"""

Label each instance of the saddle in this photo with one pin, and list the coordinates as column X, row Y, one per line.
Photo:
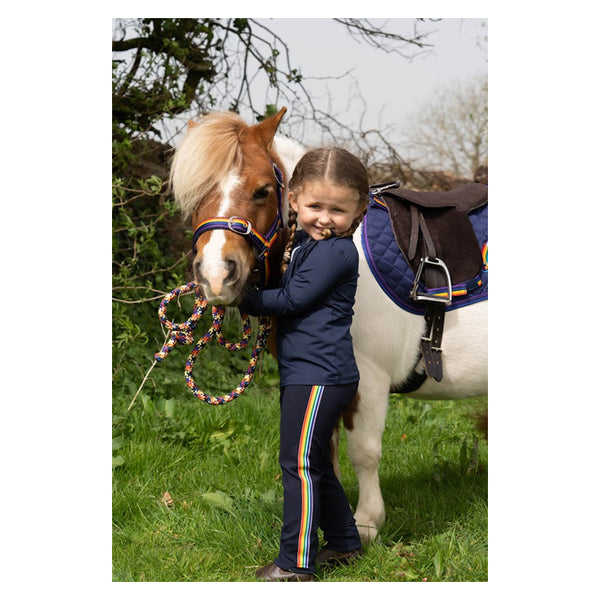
column 436, row 238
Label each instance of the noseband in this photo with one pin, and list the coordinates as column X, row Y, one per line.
column 262, row 243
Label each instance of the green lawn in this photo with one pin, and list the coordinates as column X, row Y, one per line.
column 197, row 492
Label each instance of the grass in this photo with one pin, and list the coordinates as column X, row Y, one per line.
column 197, row 492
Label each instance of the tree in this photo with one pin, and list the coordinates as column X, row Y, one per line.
column 164, row 72
column 451, row 131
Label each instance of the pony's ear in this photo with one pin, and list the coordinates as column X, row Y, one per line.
column 265, row 130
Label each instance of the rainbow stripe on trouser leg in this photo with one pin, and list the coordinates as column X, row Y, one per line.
column 304, row 473
column 312, row 495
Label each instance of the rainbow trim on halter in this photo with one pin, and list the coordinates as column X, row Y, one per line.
column 310, row 416
column 262, row 243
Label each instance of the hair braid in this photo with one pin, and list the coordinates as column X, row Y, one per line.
column 287, row 253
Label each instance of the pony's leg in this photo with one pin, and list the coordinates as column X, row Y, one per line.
column 335, row 452
column 364, row 430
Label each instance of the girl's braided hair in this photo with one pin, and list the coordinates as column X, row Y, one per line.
column 337, row 166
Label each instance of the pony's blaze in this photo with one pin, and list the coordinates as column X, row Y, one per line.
column 223, row 258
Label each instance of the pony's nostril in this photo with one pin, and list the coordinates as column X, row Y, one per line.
column 198, row 276
column 232, row 271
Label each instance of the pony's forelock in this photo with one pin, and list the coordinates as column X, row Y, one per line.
column 209, row 151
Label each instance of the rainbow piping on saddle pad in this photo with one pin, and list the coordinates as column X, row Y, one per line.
column 393, row 273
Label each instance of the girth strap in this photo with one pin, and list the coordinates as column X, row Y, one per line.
column 431, row 342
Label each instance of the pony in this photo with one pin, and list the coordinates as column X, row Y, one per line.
column 230, row 178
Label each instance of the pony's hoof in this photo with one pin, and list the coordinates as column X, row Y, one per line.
column 367, row 533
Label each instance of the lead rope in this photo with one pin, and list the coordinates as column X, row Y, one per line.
column 182, row 334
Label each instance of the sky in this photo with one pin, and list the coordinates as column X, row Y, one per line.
column 392, row 87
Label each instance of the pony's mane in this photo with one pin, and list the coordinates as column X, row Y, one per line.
column 207, row 153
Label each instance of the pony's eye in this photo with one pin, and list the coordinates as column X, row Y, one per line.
column 261, row 194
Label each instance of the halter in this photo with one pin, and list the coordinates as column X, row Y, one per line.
column 183, row 333
column 262, row 243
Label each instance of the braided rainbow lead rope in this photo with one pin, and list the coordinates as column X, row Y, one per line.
column 182, row 333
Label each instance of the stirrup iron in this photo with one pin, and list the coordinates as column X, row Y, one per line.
column 417, row 296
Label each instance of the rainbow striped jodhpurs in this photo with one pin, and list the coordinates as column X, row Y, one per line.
column 312, row 495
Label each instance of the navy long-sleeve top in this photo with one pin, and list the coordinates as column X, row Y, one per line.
column 314, row 310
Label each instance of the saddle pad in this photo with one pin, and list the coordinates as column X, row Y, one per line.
column 395, row 276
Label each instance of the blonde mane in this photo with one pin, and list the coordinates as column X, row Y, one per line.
column 209, row 150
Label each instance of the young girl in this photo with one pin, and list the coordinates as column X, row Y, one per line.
column 319, row 378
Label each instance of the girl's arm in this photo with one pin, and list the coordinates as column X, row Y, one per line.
column 320, row 272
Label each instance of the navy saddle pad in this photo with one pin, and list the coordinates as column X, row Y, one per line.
column 394, row 274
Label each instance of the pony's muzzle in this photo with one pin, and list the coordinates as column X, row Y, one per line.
column 220, row 281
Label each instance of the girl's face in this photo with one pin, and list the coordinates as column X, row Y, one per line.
column 323, row 205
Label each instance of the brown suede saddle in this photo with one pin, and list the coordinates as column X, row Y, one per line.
column 436, row 237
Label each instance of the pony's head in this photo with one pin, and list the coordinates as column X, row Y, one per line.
column 226, row 175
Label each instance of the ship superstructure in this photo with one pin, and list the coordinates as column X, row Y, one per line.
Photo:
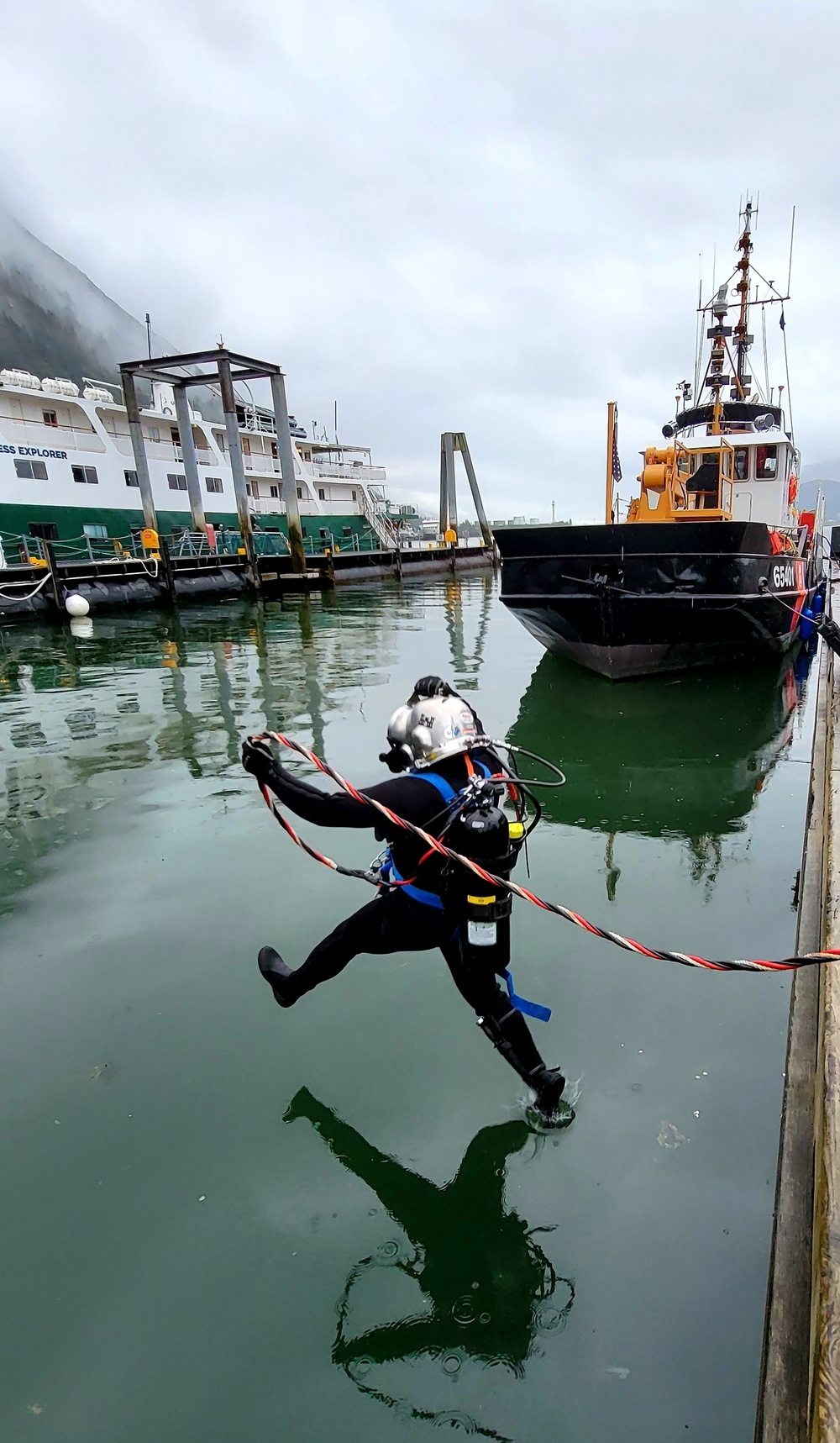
column 66, row 468
column 713, row 561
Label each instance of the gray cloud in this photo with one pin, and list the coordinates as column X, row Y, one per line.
column 440, row 213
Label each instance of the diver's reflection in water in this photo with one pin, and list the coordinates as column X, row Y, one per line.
column 490, row 1288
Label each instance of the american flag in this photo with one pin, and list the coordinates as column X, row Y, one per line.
column 615, row 458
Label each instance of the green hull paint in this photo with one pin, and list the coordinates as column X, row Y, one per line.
column 118, row 523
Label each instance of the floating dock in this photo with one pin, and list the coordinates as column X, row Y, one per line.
column 800, row 1378
column 159, row 577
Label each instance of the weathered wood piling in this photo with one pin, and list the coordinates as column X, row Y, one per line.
column 800, row 1378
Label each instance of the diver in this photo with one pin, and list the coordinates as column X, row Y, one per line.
column 470, row 1250
column 438, row 742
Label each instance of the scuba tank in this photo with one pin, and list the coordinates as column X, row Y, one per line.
column 484, row 833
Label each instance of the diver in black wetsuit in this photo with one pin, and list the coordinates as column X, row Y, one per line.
column 442, row 732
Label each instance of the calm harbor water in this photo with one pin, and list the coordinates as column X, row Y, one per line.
column 227, row 1221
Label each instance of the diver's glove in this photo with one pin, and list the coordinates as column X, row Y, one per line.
column 432, row 687
column 257, row 758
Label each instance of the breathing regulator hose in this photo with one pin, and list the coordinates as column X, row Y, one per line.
column 504, row 883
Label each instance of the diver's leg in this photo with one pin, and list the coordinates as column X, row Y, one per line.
column 412, row 1201
column 504, row 1024
column 391, row 923
column 360, row 933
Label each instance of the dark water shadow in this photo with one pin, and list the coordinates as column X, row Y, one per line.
column 680, row 758
column 490, row 1289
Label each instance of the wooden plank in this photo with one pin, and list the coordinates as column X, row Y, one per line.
column 784, row 1386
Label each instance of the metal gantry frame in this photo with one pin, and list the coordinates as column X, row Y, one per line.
column 452, row 442
column 217, row 368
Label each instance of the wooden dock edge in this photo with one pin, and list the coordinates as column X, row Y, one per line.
column 789, row 1366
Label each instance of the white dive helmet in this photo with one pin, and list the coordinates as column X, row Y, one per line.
column 439, row 726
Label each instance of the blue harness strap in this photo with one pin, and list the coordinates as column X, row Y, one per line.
column 532, row 1009
column 449, row 795
column 417, row 893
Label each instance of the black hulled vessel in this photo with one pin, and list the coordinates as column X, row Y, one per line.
column 713, row 563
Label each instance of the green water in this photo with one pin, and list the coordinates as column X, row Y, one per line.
column 221, row 1221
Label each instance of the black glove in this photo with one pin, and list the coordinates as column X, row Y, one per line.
column 257, row 758
column 432, row 687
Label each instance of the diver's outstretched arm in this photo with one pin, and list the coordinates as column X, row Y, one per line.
column 394, row 1340
column 410, row 1199
column 481, row 1177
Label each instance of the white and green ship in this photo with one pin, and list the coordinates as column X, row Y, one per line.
column 66, row 469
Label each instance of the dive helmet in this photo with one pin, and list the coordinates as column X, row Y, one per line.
column 432, row 728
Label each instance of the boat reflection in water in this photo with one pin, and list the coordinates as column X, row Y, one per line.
column 683, row 758
column 480, row 1288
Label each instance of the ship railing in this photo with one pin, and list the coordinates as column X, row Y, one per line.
column 261, row 464
column 347, row 471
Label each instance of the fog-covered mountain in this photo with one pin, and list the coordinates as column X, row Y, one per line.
column 54, row 321
column 830, row 489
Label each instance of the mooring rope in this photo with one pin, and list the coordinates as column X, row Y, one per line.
column 435, row 845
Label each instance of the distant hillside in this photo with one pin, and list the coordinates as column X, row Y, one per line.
column 822, row 471
column 54, row 321
column 830, row 489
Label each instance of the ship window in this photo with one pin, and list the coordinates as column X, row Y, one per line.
column 32, row 469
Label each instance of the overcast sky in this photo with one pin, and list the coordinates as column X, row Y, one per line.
column 444, row 213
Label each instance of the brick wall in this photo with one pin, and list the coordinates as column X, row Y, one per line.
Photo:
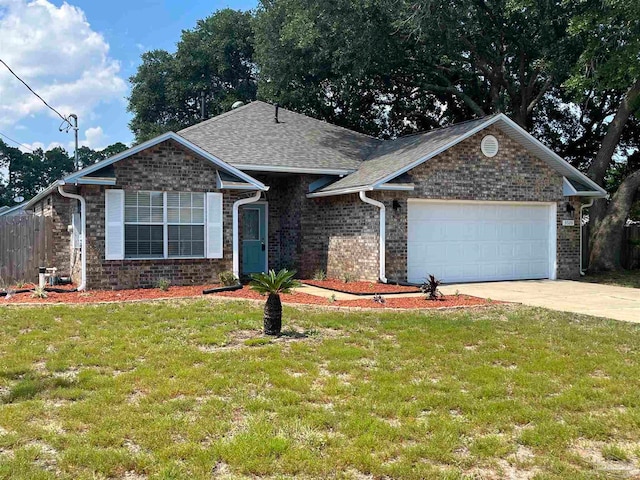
column 164, row 167
column 464, row 173
column 60, row 210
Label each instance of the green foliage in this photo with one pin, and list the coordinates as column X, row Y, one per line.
column 319, row 275
column 39, row 292
column 30, row 172
column 228, row 278
column 274, row 283
column 430, row 288
column 215, row 59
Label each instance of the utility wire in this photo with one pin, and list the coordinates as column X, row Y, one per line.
column 16, row 142
column 32, row 91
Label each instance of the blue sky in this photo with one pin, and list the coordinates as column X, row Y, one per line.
column 79, row 55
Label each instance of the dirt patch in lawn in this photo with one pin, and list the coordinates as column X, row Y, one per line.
column 96, row 296
column 116, row 296
column 361, row 288
column 405, row 302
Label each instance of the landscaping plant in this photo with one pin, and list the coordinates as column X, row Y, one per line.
column 319, row 275
column 430, row 288
column 228, row 279
column 273, row 284
column 39, row 292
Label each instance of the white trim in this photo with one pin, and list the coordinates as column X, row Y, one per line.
column 75, row 177
column 553, row 222
column 285, row 169
column 266, row 230
column 382, row 234
column 95, row 181
column 569, row 190
column 236, row 235
column 398, row 187
column 516, row 129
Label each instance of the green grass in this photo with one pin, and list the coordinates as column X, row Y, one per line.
column 624, row 278
column 190, row 389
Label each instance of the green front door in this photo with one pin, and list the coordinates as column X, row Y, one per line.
column 254, row 238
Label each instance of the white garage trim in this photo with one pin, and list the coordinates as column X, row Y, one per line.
column 552, row 209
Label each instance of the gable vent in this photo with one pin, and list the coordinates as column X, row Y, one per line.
column 489, row 146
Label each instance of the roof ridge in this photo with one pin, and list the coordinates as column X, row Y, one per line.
column 371, row 137
column 437, row 129
column 220, row 116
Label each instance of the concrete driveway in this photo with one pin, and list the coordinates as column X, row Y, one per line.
column 620, row 303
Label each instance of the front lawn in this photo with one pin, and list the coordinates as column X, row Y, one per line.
column 624, row 278
column 189, row 389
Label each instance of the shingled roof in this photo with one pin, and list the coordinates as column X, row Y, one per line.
column 249, row 138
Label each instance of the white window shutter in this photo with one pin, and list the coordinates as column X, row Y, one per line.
column 214, row 225
column 114, row 224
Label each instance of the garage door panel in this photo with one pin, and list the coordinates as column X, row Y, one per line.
column 461, row 242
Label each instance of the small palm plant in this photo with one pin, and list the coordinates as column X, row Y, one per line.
column 273, row 284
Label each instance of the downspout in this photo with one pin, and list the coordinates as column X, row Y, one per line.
column 83, row 247
column 582, row 207
column 236, row 236
column 383, row 222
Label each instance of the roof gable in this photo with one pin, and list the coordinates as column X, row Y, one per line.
column 397, row 157
column 88, row 175
column 250, row 139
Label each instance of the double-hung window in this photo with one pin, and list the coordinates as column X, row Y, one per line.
column 164, row 225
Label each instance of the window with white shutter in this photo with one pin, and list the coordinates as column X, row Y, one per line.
column 114, row 224
column 214, row 225
column 166, row 225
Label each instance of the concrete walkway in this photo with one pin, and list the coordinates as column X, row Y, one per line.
column 619, row 303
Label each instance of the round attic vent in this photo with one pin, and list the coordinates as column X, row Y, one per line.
column 489, row 146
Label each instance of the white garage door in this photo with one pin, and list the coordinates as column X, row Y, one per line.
column 476, row 241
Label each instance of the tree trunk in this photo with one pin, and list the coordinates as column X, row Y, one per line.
column 273, row 315
column 607, row 241
column 600, row 165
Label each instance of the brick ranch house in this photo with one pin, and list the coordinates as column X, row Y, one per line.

"""

#### [Problem description]
Reproduce verbatim the lines from the one containing "Label each instance of the green foliage" up to and including the one containing "column 32, row 91".

#### [Written solution]
Label each instance of the green foliage in this photo with one pin, and list the coordinates as column X, row Y, one per line.
column 319, row 275
column 39, row 292
column 30, row 172
column 228, row 278
column 274, row 283
column 430, row 288
column 215, row 59
Label each instance of the utility wire in this photo with one pin, and list the coordinates as column X, row Y, one per line.
column 16, row 142
column 32, row 91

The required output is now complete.